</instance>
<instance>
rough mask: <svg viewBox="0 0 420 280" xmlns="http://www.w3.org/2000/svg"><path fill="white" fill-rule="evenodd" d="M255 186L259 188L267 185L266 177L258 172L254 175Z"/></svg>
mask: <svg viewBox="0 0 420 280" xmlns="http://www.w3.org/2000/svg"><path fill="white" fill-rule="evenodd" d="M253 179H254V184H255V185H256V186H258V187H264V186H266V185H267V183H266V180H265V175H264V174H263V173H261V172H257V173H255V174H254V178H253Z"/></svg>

+++

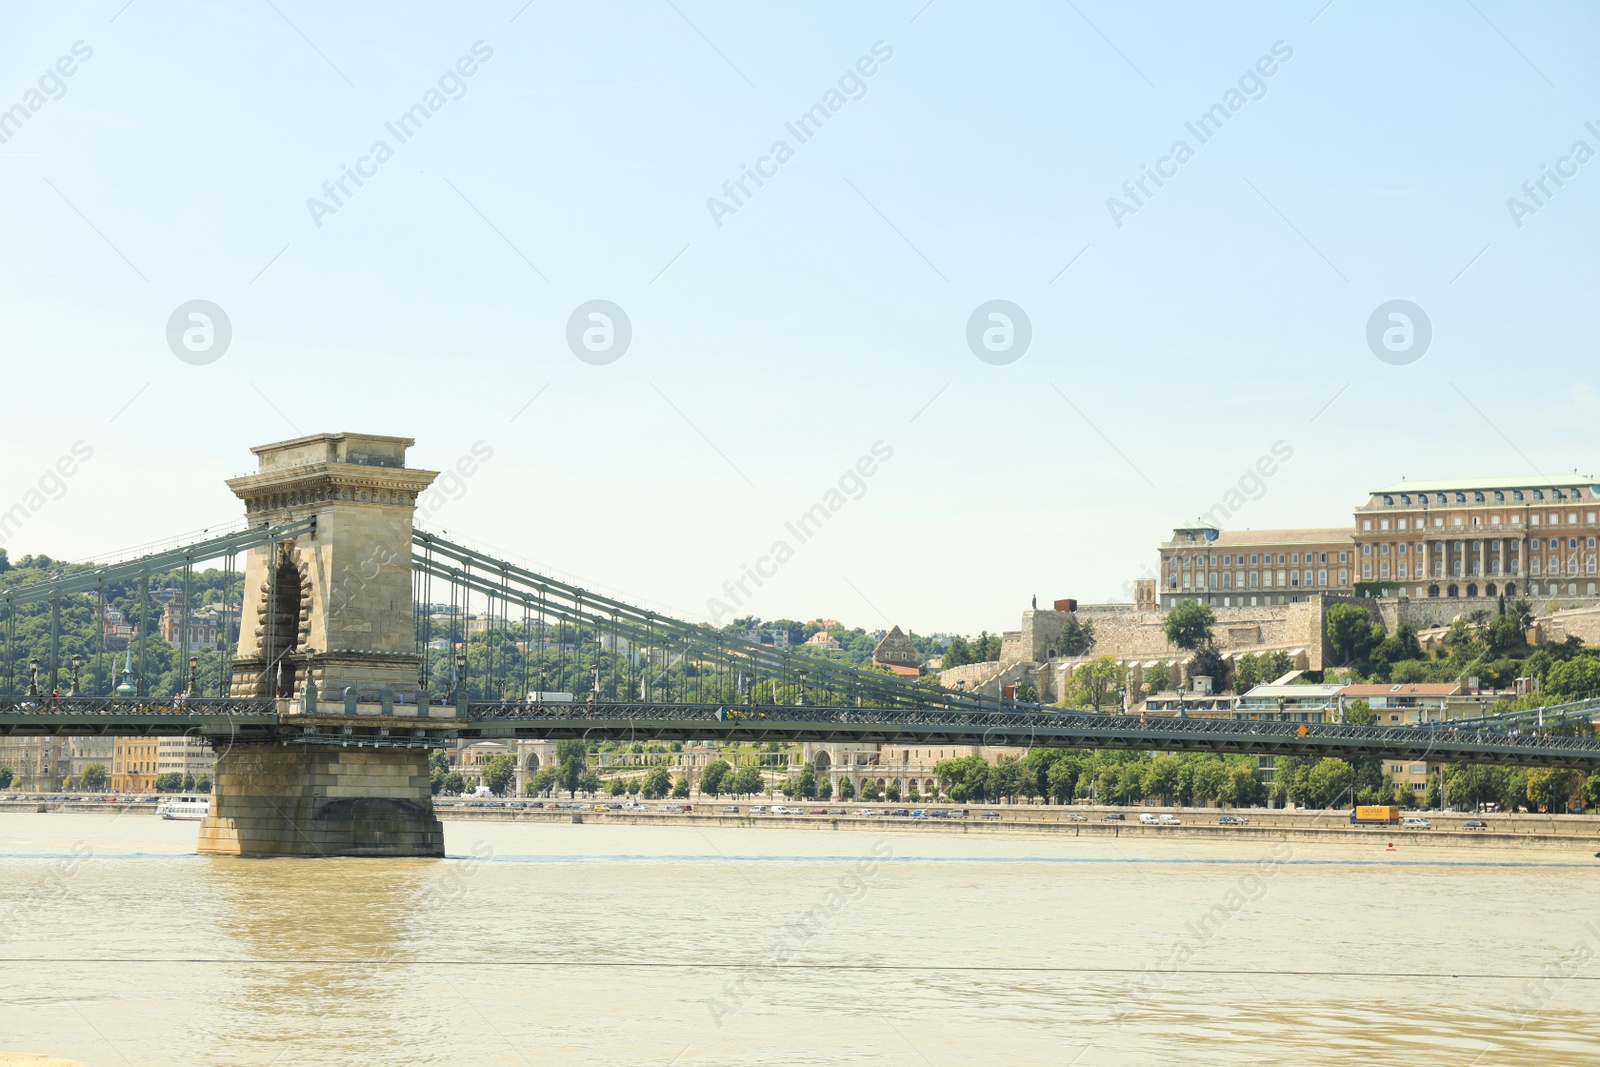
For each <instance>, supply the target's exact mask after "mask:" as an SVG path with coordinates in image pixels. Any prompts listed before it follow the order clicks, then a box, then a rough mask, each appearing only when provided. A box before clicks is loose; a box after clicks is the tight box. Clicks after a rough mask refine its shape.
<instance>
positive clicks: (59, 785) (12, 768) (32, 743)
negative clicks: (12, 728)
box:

+++

**REQUIRED ACTION**: Reproduce the lines verbatim, everything from the line containing "</instance>" down to the line containing "rough mask: <svg", both included.

**WRITTEN ANSWER**:
</instance>
<instance>
rough mask: <svg viewBox="0 0 420 280" xmlns="http://www.w3.org/2000/svg"><path fill="white" fill-rule="evenodd" d="M255 186L259 188L267 185L266 177L258 172L254 175Z"/></svg>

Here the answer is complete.